Data supplied:
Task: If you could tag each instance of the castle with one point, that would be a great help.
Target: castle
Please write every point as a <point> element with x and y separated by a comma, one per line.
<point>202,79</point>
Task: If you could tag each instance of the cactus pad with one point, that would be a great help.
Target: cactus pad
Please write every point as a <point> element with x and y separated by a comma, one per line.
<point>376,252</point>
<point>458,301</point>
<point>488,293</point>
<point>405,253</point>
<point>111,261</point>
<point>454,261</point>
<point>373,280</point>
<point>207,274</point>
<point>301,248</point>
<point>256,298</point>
...
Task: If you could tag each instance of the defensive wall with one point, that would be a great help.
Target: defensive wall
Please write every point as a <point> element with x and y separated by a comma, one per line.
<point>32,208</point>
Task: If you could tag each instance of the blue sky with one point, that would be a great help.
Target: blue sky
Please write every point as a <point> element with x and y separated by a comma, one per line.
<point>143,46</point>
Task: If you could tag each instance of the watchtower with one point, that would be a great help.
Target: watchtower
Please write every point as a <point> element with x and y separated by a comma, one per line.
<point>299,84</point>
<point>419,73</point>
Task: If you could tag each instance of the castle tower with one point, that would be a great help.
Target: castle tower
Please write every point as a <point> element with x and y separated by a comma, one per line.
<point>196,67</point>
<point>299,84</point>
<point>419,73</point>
--
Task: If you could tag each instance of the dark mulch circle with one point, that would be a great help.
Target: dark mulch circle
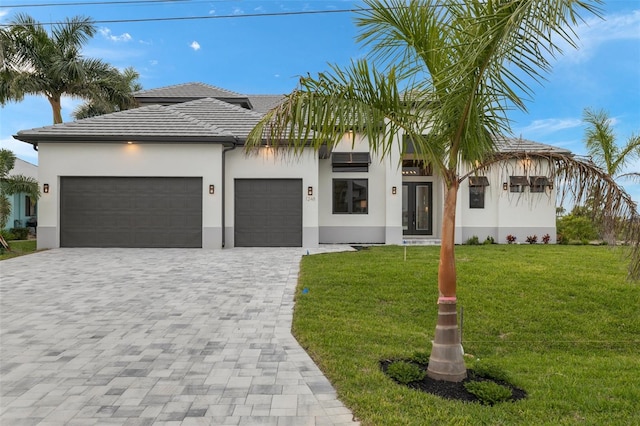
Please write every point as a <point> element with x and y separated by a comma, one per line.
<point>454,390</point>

What needs to be done: If a line of the records above holds the word "Task", show it.

Worked solution:
Task: If you could tag each instance of the castle with one point, that would be a great help.
Task: If you could tag each instance of the cactus pad with one point, that would be a great help.
Task: If you could tag each instance of the defensive wall with one point, that would be a great help.
Task: If you could tag each instance of the blue sky with one point, that would be a great help.
Task: If you could tag each instance of the watchtower with one point, that would be a great help.
Task: If you could tag each instance of the castle tower with one point, that would be a great help.
Task: If you could tag each instance of the dark mulch circle with one point, that would be a great help.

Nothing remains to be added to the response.